■ **Metin bölümü**

************

DYP’nin diğer bir seçeneği, diğer merkez partilerini, RP’nin yükselişinin kendilerine yönelik bir tehdit olduğuna ikna edebilmesidir. Gerçekten de alabildiğine tıkanma içindeki sistemin krizi aşabilmesinde RP’nin bir alternatif olarak ortaya çıkması merkez sağ ve solun birçok kadrosunun tasfiyesine yolaçabilir. Kamuoyunda ANAYOL olarak dillendirilen seçenek uzun bir süredir gündemde ve RP tehditine karşı hayata geçirilebilir. Fakat TBMM Başkanı Hüsamettin Cindoruk, böyle bir “mutabakat hükümeti”nin başına aday olduğunu deklare ettiği için ve görüldüğü kadarıyla ondan daha şanslı bir aday da olmadığı için Çiller’in bu çözümü mümkün olduğunca ertelemesi beklenebilir.

ANAP’IN TAVRI: SERİNKANLILIK

ANAP yönetimi, RP’ye karşı, açıkça dile getirmekten çekinmedikleri gibi, sert bir muhalefet geliştirmiyor. ANAP’ın hedefi koalisyon partilerinin, diğer bir deyişle merkezdeki ciddi rakiplerininin mümkün olduğunca yıpranmasıdır. Ayrıca RP’ye laiklik, Atatürkçülük gibi konularda yüklenerek tabanındaki muhafazakâr kesimleri ürkütmek istemiyor.

Mesut Yılmaz, yerel seçimlerden merkezin tek gücü olarak çıkmak istiyor; bu arada merkezde istikbal vaadeden DSP’yle sıcak ilişkisini zedelemeden, belki onu da yedeğine alarak hükümeti talep etmesi beklenebilir.

************

■ **Yönergeler**
1. Metne göre aşağıdaki soruları yanıtlayın:
(a) Bir "mutabakat hükümeti"nin başına aday olduğunu deklare eden kişi kimdir?
(b) ANAP'ın hedefi nedir?
(c) Mesut Yılmaz yerel seçimlerden nasıl çıkmak istiyor?
2. Metinde "DYP’nin diğer bir" sözlerinden başlayıp "olduğunca ertelemesi beklenebilir." sözleri de dahil olmak üzere aradaki bölümü aynen yeniden yazın.

■ **Verilen bilgiler**
************

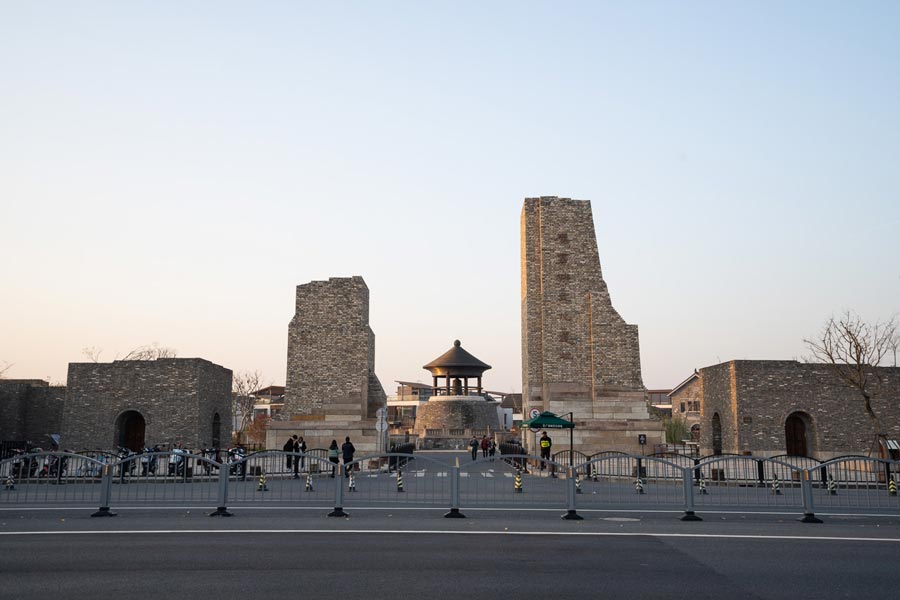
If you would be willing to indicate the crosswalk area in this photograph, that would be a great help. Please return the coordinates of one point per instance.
(489, 474)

************

■ **Alıştırma yanıtları**
1.
(a) TBMM Başkanı Hüsamettin Cindoruk.
(b) Koalisyon partilerinin, yani merkezdeki ciddi rakiplerinin mümkün olduğunca yıpranması.
(c) Merkezin tek gücü olarak.

2.
DYP’nin diğer bir seçeneği, diğer merkez partilerini, RP’nin yükselişinin kendilerine yönelik bir tehdit olduğuna ikna edebilmesidir. Gerçekten de alabildiğine tıkanma içindeki sistemin krizi aşabilmesinde RP’nin bir alternatif olarak ortaya çıkması merkez sağ ve solun birçok kadrosunun tasfiyesine yolaçabilir. Kamuoyunda ANAYOL olarak dillendirilen seçenek uzun bir süredir gündemde ve RP tehditine karşı hayata geçirilebilir. Fakat TBMM Başkanı Hüsamettin Cindoruk, böyle bir “mutabakat hükümeti”nin başına aday olduğunu deklare ettiği için ve görüldüğü kadarıyla ondan daha şanslı bir aday da olmadığı için Çiller’in bu çözümü mümkün olduğunca ertelemesi beklenebilir.